• [EXERCISE]
All that is needed is each line of the entries holding the word "below", copied as it stands.

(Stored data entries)
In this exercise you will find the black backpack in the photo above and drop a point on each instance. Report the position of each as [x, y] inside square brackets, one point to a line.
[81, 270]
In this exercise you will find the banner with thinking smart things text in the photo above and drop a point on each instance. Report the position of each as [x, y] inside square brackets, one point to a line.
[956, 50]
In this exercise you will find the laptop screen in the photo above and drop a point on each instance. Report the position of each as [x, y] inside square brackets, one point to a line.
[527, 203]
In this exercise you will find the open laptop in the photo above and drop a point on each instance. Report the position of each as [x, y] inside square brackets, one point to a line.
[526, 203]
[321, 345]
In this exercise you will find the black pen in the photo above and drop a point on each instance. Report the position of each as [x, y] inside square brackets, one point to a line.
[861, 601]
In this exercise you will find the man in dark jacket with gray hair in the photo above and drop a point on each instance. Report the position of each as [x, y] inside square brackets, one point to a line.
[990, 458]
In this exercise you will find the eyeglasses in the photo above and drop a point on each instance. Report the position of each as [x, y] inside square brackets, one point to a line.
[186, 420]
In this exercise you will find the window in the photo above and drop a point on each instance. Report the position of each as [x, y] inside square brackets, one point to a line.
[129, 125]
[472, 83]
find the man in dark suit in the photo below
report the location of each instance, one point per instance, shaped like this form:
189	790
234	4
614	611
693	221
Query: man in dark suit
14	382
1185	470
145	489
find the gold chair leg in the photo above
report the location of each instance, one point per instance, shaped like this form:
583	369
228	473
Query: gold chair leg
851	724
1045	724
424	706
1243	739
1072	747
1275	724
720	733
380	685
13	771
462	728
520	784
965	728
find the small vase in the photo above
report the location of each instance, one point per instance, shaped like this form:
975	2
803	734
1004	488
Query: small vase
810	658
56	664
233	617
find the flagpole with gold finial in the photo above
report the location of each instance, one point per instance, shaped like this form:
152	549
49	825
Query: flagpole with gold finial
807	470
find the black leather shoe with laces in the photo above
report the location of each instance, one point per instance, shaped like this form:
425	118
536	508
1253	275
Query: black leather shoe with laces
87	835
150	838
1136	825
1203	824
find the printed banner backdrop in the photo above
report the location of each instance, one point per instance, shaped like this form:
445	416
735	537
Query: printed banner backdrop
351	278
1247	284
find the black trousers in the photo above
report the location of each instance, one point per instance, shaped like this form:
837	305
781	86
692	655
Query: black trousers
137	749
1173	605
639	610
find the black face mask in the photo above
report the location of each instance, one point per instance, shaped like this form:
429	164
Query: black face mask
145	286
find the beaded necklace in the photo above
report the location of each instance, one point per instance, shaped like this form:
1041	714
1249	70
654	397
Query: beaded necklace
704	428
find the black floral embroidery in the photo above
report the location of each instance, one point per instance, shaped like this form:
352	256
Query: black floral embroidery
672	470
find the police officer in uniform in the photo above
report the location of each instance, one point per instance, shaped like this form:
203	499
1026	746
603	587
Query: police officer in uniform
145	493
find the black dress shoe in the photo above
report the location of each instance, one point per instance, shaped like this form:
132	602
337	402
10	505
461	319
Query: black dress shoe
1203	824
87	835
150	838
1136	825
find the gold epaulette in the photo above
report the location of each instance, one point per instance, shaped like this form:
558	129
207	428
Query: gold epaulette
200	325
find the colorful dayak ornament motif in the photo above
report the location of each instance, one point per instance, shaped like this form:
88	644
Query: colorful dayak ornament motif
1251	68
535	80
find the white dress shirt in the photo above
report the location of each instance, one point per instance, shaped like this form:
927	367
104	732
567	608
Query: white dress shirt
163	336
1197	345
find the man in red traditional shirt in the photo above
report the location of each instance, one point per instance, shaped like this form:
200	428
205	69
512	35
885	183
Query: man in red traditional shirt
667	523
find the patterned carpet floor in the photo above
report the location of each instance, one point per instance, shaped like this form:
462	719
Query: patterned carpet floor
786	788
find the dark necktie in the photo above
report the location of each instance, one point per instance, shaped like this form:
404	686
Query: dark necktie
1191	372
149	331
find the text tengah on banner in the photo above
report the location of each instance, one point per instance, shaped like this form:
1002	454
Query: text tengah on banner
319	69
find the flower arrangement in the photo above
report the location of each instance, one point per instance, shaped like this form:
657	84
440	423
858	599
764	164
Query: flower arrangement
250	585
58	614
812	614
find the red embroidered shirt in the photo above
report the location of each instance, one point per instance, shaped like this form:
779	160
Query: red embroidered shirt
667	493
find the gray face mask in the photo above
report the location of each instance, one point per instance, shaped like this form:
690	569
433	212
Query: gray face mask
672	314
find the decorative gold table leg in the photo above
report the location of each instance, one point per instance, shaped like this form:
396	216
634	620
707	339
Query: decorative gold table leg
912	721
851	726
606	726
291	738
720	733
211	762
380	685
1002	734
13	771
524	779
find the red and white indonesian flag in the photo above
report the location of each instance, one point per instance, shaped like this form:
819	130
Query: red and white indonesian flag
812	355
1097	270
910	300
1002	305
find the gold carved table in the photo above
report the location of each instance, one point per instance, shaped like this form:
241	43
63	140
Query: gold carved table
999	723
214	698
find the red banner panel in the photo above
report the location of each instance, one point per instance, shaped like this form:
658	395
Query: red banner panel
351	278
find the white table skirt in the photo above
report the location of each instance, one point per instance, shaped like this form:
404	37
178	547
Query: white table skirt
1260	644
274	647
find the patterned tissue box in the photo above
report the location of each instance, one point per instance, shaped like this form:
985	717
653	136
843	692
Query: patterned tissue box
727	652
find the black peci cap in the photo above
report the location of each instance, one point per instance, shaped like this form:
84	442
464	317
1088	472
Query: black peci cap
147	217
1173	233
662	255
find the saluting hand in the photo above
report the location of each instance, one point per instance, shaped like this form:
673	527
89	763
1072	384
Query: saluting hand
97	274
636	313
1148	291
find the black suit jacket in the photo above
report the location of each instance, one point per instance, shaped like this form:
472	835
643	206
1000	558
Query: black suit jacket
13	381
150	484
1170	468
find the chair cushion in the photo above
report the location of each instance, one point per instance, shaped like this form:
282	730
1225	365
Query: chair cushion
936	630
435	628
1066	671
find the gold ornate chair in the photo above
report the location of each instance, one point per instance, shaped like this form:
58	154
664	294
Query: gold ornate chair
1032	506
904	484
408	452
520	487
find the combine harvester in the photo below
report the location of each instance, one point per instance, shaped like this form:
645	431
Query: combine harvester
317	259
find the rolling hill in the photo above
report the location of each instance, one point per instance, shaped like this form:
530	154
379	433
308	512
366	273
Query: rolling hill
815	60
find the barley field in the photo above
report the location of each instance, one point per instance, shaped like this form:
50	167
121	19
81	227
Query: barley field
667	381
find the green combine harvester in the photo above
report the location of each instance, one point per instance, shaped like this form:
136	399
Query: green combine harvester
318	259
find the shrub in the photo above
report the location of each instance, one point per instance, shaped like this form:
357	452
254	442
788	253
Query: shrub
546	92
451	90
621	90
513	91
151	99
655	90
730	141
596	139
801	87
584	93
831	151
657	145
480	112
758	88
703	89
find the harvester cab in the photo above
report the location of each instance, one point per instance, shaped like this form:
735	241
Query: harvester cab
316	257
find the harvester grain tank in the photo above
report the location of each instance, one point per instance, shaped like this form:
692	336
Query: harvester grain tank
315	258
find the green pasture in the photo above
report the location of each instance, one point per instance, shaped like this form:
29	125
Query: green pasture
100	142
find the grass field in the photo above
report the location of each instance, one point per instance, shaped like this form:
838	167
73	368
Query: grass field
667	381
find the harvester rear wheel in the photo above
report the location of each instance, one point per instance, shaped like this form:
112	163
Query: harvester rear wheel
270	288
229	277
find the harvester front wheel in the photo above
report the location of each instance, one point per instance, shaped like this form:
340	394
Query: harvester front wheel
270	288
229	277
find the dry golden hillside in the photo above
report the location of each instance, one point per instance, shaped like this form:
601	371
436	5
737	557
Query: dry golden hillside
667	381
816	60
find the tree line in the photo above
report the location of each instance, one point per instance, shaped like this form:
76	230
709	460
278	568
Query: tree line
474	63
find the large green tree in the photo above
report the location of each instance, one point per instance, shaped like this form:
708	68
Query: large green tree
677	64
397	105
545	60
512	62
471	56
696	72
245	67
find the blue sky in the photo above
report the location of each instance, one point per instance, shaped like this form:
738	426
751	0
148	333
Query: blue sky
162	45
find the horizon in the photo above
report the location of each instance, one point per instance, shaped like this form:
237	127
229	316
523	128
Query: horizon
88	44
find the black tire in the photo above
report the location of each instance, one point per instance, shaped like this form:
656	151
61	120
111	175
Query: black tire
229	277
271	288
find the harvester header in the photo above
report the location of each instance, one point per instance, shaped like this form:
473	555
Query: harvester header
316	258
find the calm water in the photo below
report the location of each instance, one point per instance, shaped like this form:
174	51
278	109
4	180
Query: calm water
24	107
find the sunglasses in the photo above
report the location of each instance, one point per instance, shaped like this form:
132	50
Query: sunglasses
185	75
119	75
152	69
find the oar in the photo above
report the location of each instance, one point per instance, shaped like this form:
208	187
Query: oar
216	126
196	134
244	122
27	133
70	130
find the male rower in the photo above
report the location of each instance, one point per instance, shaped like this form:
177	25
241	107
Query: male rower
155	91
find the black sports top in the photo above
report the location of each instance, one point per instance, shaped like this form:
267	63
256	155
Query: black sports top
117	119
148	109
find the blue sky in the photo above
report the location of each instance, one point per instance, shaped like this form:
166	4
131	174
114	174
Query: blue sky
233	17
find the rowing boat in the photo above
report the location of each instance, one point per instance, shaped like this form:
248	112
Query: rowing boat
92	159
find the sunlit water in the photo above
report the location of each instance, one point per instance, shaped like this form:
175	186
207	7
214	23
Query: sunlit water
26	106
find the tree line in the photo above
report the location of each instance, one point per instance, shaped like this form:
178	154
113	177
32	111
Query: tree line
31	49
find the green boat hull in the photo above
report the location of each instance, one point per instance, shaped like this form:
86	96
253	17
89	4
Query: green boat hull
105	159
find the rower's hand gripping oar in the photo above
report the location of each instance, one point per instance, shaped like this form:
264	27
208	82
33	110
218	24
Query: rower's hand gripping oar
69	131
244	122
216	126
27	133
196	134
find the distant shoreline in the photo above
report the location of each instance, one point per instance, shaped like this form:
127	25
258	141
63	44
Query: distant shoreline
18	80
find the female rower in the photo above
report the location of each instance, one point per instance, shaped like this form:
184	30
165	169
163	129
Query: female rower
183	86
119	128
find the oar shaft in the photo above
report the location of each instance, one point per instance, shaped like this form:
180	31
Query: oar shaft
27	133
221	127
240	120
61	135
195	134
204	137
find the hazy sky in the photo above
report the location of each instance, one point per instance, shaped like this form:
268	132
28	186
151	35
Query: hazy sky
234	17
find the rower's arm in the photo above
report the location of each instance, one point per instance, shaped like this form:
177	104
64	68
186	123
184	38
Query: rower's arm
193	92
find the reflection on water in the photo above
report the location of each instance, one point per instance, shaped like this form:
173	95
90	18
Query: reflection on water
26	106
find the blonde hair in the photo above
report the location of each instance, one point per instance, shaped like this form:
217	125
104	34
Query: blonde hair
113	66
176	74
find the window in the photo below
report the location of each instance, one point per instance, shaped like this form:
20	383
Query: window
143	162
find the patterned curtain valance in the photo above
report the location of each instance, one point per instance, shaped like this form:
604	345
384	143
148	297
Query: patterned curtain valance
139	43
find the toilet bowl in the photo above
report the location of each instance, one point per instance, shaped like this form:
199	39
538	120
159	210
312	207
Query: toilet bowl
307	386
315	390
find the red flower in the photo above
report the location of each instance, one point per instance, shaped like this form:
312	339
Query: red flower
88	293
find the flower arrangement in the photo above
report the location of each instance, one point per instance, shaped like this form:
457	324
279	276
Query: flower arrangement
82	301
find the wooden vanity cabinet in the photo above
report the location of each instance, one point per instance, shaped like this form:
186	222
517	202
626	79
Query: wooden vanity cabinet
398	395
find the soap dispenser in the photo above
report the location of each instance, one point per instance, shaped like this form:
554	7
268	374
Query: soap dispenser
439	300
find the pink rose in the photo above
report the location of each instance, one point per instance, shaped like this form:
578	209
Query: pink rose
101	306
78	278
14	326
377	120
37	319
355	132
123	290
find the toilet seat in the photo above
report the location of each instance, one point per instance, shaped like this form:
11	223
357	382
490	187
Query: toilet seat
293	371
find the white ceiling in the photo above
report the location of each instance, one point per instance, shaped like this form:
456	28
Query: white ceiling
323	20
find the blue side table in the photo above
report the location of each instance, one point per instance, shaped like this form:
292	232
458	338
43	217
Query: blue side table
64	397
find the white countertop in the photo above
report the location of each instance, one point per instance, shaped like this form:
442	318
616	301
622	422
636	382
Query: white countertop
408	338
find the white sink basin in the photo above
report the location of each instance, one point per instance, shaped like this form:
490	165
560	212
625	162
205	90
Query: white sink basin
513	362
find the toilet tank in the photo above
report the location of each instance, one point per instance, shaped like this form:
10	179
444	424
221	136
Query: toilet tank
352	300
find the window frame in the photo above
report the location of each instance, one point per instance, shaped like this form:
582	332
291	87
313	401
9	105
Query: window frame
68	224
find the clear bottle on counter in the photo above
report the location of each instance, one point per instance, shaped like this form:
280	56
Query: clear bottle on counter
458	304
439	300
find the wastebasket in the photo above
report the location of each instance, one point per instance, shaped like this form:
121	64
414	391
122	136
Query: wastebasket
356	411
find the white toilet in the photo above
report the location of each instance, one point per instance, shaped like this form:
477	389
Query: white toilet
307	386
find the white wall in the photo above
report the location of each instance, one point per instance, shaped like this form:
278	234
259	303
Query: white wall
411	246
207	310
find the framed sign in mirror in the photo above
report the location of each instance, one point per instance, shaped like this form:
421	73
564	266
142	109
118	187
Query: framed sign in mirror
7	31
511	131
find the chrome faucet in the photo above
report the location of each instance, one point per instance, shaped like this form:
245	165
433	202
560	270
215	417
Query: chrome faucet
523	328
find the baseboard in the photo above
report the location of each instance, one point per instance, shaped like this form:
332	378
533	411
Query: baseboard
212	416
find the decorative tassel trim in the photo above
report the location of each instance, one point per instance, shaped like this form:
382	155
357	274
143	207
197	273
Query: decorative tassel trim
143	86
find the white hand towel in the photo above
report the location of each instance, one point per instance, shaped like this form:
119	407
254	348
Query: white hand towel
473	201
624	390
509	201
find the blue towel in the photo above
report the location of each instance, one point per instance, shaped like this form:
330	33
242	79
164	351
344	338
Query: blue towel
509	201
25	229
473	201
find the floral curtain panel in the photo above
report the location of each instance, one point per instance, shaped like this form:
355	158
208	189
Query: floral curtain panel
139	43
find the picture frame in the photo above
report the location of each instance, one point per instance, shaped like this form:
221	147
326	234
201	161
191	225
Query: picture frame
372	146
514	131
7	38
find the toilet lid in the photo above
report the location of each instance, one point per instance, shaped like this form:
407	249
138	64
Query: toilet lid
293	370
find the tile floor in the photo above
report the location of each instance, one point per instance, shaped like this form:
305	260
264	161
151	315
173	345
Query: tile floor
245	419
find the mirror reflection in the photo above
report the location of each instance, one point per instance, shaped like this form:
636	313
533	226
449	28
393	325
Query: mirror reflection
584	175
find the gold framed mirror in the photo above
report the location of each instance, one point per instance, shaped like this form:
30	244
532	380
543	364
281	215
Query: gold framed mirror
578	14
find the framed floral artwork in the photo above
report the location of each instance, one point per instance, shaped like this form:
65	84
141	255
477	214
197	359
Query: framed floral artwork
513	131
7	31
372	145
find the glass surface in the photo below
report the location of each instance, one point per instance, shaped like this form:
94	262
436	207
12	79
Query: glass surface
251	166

• [EXPECTED OUTPUT]
find the man in dark suit in the photo below
find the combine harvester in the photo below
find the calm water in the photo below
find the window in the photo below
find the glass surface in the photo below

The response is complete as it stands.